» TEXT EXCERPT
SATURDAY, Feb. 22 — U.S. Rep. Elissa Slotkin (D-Holly), her supporters and a cadre of counterprotesters flooded East Lansing High School last night for the congresswoman’s State of the District town hall. Slotkin’s last town hall in December drew national attention when she announced her intention to vote for the House’s two articles of impeachment against President Trump.
At that town hall, Trump acolytes shouted over her speech, creating a contentious atmosphere that resulted in at least one verbal altercation.
Last night’s speech had little to do with the president at all, yet a few of his supporters still showed up holding “Impeach Slotkin” signs. Conversely, two people stood against the wall of the auditorium with a banner imploring the audience to “respect Slotkin.” There were no interruptions.
First, East Lansing Schools Superintendent Dori Leyko took the stage to announce the reading of the Pledge of Allegiance. Then, the school’s choir performed “The Star-Spangled Banner.” After that, East Lansing Mayor Ruth Beier came onstage to introduce State Rep. Julie Brixie.
Brixie began her speech in a manner relatable to any Michiganian: talking about the state’s rapidly crumbling roads. She mentioned an incident that took place Wednesday in which a piece of concrete from U.S. 127 fell through a woman’s windshield and injured her.
Brixie assured the crowd that the state is taking action to fix the state’s infrastructure. She cited the $3.5 billion that Gov. Gretchen Whitmer has set aside to tackle this issue, promising that “the Tri-County area is going to get one-sixth of that money.”

[Referring expression data]
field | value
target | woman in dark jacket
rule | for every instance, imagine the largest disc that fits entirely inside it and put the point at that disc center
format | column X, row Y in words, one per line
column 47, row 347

» YOUR TASKS
1. Using the town hall article, explain why Slotkin's December town hall drew national attention. Answer in one to three sentences.
2. Answer these questions from the town hall article:
(a) Who took the stage to announce the reading of the Pledge of Allegiance?
(b) What did the banner held by two people against the auditorium wall ask the audience to do?
(c) How much money has Gov. Gretchen Whitmer set aside to fix the state's infrastructure?

» ANSWERS BY TASK
1. Slotkin's December town hall drew national attention because she announced there that she intended to vote for the House's two articles of impeachment against President Trump.

2.
(a) East Lansing Schools Superintendent Dori Leyko.
(b) It asked the audience to "respect Slotkin."
(c) $3.5 billion.